Reading text:

====

To help maintain this balance going forward, we’ve added Lih to the curator team! A longtime player of the format, Lih has gained notoriety in the past year for being a consummate combo brewer, able to identify niche interaction with alarming speed. They’re also a grinder, playing tons of league and iterating and improving their lists once they’ve brewed them, proving themselves a well-rounded player and a terrifying opponent to queue up against—only balanced by their friendly, upbeat disposition. Their inclusion on the team will help us catch potential combo decks early, and also get a better perspective on their play patterns and place in the format!
Frolicking Tatsuko
Frolicking Tatsuko was one of the central cards in the GP-winning RG Counters aggro list piloted by CovetedPeacock, which was able to blaze out to overwhelming starts with the Calamity Cat into Tatsuko curve, or play the long game with Fabricated Anomaly, Igneous Visions, and Spirit Realm Phoenix. Before that deck had even hit the top cut, however, Tatsuko had come up on our radar for its interaction with Cat. While you had removal options for it on the play—Plasma Strike, Shock, Downlink Overload—the pressure it put on having those relative to its average impact was disproportionate. Five hasty damage on t2 or getting a huge beater on 2 are both fine in a vacuum, but the combination of the two made it difficult for decks to recover before they were just run over. Now, without being able to double counters on itself, Tatsuko can still slap someone for 4 on t2 and still enables other creatures to scale rapidly, but ends up vulnerable to more removal and trades.
Harmony with Nature
Harmony with Nature has been on the watchlist for a while, but it’s finally getting tapped now as the team moves to curb one-mana noncreature engines. This was also why Earthly Penchants got hit last month, and why another card later on this list is getting changes. Having an answer to artifacts & enchantments or having a fast enough gameplan to be able to ignore them is an entirely fine benchmark for decks in constructed to have to abide by. We’ve gotten additional tools to supplement that plan this rotation, such as Forced Shutdown and Masksmith. One-mana noncreature engines, however, end up in a spot where it is infeasible to trade with them in a tempo-efficient manner, especially against a deck deploying threats of multiple types. Harmony decks exacerbates this by requiring interaction on two angles—both creature wipes and enchantment wipes, which Rev isn’t equipped to deal with thanks to its lack of Farewell. The new variation still rewards you for going wide with enchantments, even giving you an additional threshold to strive for, but is no longer threatening to be online as early as turn 2.
High Teqien
High Teqien is a card that’s served a valuable role as a way to combat impactful utility lands like the TRX creaturelands. However, it’s been serving in that role too well, proving to be a backbreaking swing relative to similar tools like Timeworn Crags. It’s also annoying as an on-board combat trick at instant speed with creaturelands that remain lands like ERR’s new level up cycle. Now that it allows the owner to retain a copy of the land thanks to the Emulation Expert tech, it allows for texture in utility land hate, without harming High Teqien’s in-set role as part of Cybaros’ “stealing opposing permanents” theme.

====

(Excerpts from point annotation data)
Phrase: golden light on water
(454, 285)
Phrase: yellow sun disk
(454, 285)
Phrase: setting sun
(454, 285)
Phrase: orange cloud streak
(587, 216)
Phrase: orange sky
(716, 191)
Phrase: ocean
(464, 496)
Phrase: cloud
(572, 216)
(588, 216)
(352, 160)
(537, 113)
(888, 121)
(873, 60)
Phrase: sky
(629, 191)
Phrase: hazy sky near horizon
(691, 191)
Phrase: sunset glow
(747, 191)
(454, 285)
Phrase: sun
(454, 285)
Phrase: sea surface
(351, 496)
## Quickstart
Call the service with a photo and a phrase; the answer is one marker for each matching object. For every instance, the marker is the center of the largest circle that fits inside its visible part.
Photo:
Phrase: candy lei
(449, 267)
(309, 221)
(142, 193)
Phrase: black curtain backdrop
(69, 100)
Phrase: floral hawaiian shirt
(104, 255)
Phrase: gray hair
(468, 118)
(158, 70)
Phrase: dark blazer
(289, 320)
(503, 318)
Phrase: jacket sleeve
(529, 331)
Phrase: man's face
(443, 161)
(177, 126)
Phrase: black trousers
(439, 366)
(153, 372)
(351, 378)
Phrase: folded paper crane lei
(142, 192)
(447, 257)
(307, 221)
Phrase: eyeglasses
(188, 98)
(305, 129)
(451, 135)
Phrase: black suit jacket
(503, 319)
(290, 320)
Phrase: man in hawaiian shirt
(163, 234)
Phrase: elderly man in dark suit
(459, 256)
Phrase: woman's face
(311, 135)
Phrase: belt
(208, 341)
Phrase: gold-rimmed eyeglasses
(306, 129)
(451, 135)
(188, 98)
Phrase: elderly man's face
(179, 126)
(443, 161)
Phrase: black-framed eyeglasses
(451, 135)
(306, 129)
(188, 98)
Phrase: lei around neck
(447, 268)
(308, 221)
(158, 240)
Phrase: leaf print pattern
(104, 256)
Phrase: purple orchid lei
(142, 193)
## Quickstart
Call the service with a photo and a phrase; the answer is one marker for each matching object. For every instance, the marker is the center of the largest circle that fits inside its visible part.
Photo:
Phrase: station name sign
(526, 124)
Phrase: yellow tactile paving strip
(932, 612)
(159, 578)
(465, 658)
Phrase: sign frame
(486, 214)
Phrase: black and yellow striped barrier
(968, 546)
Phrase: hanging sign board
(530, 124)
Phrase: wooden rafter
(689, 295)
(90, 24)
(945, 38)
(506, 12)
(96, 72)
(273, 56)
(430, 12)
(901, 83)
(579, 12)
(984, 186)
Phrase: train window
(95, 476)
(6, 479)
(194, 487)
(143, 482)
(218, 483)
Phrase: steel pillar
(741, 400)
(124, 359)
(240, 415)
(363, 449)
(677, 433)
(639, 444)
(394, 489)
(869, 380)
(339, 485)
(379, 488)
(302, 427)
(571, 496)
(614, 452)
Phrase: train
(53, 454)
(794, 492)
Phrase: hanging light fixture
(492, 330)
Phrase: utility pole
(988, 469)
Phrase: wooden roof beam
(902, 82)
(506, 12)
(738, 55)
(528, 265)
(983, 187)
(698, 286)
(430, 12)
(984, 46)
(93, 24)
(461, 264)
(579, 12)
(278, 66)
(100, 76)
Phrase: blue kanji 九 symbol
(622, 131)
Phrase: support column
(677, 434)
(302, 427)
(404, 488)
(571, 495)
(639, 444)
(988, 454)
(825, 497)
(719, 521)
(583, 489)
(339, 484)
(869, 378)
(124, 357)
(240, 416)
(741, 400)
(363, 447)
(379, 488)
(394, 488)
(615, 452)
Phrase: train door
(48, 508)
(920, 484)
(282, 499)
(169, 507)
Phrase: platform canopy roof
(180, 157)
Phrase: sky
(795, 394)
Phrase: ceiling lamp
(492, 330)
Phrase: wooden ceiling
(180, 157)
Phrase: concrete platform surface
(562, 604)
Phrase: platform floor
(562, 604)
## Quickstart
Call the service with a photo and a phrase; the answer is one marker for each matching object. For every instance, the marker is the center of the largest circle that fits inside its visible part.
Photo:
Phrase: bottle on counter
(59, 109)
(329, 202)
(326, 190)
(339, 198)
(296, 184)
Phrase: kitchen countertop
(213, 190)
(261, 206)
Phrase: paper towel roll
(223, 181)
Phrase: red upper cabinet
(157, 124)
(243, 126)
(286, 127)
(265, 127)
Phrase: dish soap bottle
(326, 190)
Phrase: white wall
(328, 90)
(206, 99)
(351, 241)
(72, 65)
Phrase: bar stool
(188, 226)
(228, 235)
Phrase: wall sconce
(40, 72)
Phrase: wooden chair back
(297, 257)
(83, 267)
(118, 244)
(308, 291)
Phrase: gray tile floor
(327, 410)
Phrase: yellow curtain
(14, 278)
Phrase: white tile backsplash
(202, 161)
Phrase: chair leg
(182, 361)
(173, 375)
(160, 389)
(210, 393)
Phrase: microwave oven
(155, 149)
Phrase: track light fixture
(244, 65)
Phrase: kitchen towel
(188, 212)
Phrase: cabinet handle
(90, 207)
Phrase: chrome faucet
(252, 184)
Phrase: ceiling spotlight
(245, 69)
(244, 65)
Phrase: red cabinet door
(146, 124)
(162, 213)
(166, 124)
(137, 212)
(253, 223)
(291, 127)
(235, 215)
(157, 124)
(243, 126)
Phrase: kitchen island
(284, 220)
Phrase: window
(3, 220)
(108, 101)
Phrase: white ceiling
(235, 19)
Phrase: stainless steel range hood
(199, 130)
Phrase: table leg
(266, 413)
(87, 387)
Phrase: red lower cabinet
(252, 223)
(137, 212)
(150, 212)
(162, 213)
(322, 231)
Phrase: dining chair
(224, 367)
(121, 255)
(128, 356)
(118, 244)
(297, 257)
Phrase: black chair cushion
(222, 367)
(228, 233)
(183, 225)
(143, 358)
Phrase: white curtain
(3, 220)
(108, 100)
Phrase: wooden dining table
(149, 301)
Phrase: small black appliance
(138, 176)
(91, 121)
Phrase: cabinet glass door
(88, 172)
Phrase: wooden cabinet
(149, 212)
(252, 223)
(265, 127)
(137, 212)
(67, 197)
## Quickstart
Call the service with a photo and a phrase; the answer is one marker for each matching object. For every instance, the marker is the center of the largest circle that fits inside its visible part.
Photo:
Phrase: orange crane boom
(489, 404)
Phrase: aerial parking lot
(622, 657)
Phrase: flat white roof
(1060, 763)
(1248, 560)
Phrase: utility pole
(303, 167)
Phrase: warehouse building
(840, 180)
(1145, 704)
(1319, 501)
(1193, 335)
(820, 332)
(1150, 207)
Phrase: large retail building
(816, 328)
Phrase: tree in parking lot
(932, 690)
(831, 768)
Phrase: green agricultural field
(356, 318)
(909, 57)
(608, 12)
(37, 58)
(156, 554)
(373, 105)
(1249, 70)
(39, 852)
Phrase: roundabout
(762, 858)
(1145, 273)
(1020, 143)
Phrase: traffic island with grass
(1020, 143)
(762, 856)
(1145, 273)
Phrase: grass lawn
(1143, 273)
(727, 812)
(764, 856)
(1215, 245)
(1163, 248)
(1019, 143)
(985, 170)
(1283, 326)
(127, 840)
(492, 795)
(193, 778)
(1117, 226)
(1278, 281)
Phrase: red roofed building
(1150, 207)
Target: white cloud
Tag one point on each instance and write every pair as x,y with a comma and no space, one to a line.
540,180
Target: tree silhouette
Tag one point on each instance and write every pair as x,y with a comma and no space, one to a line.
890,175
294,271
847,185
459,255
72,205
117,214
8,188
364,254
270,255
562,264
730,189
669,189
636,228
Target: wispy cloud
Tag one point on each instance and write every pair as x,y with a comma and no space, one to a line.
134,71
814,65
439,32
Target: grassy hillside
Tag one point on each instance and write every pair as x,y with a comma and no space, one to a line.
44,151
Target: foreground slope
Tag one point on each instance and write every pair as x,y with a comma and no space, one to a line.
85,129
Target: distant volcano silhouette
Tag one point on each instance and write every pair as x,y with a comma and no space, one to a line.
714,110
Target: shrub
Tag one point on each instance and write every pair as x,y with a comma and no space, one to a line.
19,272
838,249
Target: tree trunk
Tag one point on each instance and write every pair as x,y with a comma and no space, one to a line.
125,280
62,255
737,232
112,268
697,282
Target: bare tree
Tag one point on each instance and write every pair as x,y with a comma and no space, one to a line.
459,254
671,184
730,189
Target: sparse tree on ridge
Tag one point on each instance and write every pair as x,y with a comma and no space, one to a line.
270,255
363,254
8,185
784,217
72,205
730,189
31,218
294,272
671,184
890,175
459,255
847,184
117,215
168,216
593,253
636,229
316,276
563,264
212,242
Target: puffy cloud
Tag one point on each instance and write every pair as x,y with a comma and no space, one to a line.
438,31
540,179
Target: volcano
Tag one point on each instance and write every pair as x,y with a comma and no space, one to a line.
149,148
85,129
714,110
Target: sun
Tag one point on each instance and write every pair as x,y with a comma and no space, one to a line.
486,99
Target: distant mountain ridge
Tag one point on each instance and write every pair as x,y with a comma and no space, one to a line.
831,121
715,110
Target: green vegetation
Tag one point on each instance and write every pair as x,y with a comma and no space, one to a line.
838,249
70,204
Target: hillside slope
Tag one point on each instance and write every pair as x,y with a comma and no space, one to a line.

====

What you are asked to do: Reproduce the stretch of the card balance notes from "To help maintain" through "in the format!", word for word. These records were taken from a separate source.

In response:
To help maintain this balance going forward, we’ve added Lih to the curator team! A longtime player of the format, Lih has gained notoriety in the past year for being a consummate combo brewer, able to identify niche interaction with alarming speed. They’re also a grinder, playing tons of league and iterating and improving their lists once they’ve brewed them, proving themselves a well-rounded player and a terrifying opponent to queue up against—only balanced by their friendly, upbeat disposition. Their inclusion on the team will help us catch potential combo decks early, and also get a better perspective on their play patterns and place in the format!